* Problem details *
Transcribe exactly everything in the data below from the line containing "I would be grateful if you could tag the brown" down to the line containing "I would be grateful if you could tag the bare", both lines included and nothing further.
++++++
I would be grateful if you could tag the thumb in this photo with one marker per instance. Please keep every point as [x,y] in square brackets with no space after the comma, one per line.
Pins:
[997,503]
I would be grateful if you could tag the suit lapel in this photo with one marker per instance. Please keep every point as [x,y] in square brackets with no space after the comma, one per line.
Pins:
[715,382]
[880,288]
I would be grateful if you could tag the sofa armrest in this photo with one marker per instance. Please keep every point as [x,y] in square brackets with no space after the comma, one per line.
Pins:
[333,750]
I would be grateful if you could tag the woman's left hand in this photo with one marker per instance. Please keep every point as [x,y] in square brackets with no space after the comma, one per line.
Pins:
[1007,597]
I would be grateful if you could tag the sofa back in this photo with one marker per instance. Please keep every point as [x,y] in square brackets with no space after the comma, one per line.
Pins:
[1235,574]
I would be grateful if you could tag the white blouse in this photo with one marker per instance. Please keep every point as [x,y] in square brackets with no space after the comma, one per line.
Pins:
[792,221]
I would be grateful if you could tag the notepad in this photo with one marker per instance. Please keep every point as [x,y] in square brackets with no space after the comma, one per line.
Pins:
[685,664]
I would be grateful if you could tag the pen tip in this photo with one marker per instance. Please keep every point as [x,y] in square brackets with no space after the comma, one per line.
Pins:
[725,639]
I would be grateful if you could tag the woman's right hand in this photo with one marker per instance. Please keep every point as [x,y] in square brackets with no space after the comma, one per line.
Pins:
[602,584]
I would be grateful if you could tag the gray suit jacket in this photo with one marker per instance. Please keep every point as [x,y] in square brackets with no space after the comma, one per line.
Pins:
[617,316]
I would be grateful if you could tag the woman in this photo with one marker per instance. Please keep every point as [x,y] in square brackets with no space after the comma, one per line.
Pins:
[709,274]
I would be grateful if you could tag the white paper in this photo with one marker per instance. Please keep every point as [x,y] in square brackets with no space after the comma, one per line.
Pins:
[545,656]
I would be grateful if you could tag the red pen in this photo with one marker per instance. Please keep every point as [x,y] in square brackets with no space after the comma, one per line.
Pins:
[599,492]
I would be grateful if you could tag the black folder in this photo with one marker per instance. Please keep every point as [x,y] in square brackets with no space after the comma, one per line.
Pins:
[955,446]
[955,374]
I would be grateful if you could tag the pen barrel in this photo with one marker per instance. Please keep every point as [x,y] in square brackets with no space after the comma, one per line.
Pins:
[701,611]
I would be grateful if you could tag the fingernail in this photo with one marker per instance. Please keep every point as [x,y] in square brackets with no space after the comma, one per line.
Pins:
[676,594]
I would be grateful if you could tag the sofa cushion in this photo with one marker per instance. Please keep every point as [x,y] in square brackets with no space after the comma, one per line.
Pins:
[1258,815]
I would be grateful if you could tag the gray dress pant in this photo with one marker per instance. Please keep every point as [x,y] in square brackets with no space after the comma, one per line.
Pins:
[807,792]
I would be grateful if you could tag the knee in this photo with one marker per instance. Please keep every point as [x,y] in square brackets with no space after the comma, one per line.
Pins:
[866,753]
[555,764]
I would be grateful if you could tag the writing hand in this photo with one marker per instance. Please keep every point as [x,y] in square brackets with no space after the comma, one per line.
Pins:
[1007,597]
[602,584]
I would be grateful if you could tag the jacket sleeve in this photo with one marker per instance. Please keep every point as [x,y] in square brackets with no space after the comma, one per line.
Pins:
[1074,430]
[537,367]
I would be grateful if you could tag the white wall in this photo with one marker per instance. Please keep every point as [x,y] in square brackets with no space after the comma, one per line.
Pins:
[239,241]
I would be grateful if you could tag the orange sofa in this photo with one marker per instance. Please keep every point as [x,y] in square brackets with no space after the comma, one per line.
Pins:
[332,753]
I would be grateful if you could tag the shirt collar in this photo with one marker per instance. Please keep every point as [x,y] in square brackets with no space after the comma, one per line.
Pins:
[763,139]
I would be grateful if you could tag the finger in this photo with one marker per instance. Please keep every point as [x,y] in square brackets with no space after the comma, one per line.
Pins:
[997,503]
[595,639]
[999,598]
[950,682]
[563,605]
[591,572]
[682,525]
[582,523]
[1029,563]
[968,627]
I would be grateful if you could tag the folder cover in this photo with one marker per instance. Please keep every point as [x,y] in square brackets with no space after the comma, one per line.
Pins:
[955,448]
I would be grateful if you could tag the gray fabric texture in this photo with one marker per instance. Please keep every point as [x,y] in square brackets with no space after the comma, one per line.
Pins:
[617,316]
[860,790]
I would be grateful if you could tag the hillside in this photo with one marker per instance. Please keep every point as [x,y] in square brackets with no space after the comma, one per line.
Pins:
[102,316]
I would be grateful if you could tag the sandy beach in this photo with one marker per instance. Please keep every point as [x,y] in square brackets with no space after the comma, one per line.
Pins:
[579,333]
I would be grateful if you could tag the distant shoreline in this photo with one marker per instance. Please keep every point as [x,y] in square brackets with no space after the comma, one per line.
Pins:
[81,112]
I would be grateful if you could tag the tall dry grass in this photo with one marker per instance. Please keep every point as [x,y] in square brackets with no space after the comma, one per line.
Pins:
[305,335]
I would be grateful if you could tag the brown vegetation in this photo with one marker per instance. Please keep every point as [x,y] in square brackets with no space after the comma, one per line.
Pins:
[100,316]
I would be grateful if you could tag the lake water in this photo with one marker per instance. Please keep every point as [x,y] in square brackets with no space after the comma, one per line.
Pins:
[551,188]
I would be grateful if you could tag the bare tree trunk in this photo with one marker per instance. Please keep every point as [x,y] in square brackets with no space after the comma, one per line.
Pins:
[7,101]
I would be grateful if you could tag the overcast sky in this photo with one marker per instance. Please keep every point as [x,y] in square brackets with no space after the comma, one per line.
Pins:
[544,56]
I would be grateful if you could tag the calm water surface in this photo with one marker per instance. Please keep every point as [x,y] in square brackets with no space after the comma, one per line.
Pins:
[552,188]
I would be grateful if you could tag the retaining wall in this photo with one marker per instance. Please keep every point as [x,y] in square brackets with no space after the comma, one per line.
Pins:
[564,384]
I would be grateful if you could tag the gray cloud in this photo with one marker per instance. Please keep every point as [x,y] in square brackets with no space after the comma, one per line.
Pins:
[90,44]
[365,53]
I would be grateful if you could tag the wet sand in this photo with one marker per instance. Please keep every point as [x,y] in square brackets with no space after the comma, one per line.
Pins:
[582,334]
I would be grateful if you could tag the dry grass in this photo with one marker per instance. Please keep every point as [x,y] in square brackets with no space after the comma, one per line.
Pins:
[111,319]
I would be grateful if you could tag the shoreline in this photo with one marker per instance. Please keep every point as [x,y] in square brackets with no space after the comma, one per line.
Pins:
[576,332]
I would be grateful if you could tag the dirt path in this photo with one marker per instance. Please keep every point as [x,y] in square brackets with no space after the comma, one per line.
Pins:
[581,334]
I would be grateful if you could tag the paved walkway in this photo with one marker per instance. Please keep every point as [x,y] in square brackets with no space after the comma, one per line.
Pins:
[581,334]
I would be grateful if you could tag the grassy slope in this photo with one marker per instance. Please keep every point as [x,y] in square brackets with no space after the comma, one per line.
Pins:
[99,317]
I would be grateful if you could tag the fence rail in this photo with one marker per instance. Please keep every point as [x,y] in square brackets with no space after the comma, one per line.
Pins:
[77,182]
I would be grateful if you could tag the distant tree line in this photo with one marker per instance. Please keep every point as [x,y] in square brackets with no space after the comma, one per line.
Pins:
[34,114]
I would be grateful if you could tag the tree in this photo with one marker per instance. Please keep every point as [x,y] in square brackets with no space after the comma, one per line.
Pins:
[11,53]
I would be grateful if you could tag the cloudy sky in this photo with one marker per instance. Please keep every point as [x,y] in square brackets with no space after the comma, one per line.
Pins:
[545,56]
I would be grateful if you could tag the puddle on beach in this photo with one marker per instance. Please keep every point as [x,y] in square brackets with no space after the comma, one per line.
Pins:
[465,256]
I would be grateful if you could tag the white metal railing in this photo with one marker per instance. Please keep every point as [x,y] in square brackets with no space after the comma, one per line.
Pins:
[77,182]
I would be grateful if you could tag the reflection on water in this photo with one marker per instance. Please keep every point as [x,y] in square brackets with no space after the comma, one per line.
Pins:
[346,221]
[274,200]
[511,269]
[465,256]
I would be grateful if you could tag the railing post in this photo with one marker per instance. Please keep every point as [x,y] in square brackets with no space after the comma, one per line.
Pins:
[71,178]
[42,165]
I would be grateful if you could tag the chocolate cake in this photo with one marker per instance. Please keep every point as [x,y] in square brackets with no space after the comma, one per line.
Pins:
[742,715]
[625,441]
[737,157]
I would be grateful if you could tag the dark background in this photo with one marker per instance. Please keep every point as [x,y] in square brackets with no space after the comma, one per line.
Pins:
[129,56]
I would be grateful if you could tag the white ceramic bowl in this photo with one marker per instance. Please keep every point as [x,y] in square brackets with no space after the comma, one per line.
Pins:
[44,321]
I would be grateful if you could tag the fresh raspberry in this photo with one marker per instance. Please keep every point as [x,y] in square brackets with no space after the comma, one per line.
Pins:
++++++
* The answer *
I would be grateful if you could tag the brown vegetation in this photo with one marker per instance. Please keep every point as [x,y] in square brackets with no space after the comma, one per line.
Pins:
[100,316]
I would be grateful if you could tag the lake water in this photo with one marker per instance. Please keep every point as [x,y] in square brackets with no space after the comma, one per line.
Pins:
[551,188]
I would be grateful if you could tag the bare tree trunk in this photo with one marker per instance. Please keep every point as [x,y] in square brackets with no space after the comma, one per line.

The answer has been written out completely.